══ Stored data

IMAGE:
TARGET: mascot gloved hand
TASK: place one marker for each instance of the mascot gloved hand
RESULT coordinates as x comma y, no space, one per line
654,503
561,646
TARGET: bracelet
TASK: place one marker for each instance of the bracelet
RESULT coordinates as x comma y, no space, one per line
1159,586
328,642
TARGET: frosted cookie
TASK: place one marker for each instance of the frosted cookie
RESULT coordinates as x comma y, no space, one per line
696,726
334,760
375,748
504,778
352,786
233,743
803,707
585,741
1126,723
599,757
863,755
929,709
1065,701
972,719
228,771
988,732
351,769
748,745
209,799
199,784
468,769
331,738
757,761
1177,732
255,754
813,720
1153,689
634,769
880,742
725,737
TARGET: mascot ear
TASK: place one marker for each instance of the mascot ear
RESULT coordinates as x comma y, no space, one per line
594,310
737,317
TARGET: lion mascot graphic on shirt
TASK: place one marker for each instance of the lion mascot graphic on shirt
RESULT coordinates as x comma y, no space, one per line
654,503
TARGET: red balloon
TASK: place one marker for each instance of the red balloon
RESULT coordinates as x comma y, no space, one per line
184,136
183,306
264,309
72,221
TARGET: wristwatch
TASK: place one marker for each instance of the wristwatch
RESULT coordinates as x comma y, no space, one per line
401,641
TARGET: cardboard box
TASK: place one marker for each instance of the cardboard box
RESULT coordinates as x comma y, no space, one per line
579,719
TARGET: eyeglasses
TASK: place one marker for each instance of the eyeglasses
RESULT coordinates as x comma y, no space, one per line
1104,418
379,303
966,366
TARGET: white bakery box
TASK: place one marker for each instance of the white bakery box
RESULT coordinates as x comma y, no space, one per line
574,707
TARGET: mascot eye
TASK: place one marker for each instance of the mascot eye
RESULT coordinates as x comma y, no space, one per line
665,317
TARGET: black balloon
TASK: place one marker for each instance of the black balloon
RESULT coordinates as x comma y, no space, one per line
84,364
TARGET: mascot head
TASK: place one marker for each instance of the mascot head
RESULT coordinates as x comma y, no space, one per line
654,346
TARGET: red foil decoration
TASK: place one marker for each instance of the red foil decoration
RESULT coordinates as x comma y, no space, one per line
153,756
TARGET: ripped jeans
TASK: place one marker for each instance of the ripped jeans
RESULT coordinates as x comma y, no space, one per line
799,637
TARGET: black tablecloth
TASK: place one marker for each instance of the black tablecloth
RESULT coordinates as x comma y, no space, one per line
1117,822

════

__Instructions to follow__:
Your answer should be the exact lines above from the one with "TASK: place one marker for each instance of the bracelet" through the one with "TARGET: mascot ear", both included, and nothing besides.

__Reply__:
TASK: place one marker for each instance of the bracelet
RESULT coordinates as x comma y, no space, one per line
1159,586
328,642
TARGET: frosted cookie
TASK: place one marker for each instance of the frosted cookie
RESULT coordinates as x comma y, no space, one per line
696,726
334,760
375,748
504,778
352,786
233,743
803,707
585,741
1126,723
599,757
863,755
929,709
1065,701
972,719
228,771
988,732
351,769
748,745
209,799
199,784
468,769
331,738
757,761
1177,732
255,754
813,720
1153,689
634,769
880,742
725,737
TARGET: mascot ear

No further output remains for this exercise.